## Aim:
All records are to be retyped faithfully and completely.

***** Material provided

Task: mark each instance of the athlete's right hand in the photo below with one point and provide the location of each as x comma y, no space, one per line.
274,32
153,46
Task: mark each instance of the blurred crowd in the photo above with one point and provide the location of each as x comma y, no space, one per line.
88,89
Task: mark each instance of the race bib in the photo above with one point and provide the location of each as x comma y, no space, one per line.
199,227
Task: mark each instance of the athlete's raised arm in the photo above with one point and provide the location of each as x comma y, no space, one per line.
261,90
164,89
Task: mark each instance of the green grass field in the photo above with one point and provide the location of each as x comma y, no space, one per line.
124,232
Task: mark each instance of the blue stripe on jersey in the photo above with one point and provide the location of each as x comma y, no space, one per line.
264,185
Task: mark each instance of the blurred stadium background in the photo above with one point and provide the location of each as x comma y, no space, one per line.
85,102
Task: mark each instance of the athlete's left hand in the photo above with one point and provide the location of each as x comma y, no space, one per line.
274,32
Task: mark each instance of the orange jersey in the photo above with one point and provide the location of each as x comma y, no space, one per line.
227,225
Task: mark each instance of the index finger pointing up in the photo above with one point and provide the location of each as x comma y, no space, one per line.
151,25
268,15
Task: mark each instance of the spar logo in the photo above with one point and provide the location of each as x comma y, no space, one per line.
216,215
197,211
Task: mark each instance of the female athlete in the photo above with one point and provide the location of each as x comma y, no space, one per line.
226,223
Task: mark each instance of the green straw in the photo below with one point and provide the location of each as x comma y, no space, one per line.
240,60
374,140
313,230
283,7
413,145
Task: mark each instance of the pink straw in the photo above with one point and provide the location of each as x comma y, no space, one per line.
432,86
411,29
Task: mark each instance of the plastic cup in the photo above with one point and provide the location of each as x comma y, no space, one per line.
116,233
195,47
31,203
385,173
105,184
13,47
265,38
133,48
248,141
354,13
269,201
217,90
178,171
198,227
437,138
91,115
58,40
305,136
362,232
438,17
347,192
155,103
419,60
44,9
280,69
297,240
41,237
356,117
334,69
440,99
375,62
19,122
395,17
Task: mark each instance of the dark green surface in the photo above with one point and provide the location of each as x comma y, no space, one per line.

**********

## Response to this exercise:
Task: mark each instance of the athlete's right hand in the photo below with one point and provide the location of each as x comma y, no space, one per line.
274,32
153,46
Task: mark each instance of the blurred crowd in the photo above with one point and provide the location of each as x comma y, no space, one per line.
88,89
Task: mark each instance of the race bib in the photo above with one point and provide the location of each as x comma y, no space, one per line.
199,227
Task: mark each instance of the athlete's raised arm in the photo above with one point and provide the location of each as x comma y, no space, one per line.
261,90
164,89
Task: mark each instance of the green grass field in the photo above with one point and provide the location of each as x comma y, no space, one per line.
124,232
Task: mark each instance of the blue stripe on jersey in the photo above with one point and provide the location of each as x comma y, no space, one per line.
264,185
Task: mark each instance of the blurred stadium background in the photo above with one point and provide the location of each as x comma y, no space, one per line.
85,102
Task: mark each instance of the athlete's left hand in the photo above with one point and provide the location of each as x comma y, no space, one per line.
274,32
Task: mark each instance of the orange jersey in the photo above with one point and provide the location of each as x comma y, no space, one per line.
227,225
Task: mark each instance of the index finger pointing up in the photo above with one point and provide the location of each as x comma y, no space, one per line.
151,25
268,15
Task: mark each instance of the spar logo in the photo above with one point and provide the location of each as x comma y, no space, one per line.
216,215
197,211
Task: mark each instance of the female athlete in the photo above with one point and provide the location of each as x comma y, no space, one per line.
226,223
Task: mark each instance of the green straw in the photo below with one point and provide the location of each as x comma y, no space, one per line.
240,60
374,140
313,230
283,7
413,145
Task: mark each instance of the pink straw in the photo above with one point and provide the location of each as x comma y, no space, one per line.
432,86
411,29
Task: mark each instance of the plastic cup in the photo above with one point and provide the location of each as x comma y, no space, one per line.
116,233
195,47
31,203
385,173
105,184
13,47
265,38
133,48
248,141
354,13
269,201
217,90
178,171
198,227
437,138
91,115
58,40
305,136
362,232
438,17
347,192
155,103
419,60
44,9
280,69
297,240
41,237
356,117
334,69
440,99
375,62
19,122
395,17
Task: mark each instance of the dark green surface in the photo above with one point and provide the location of each as x comma y, no space, one per line.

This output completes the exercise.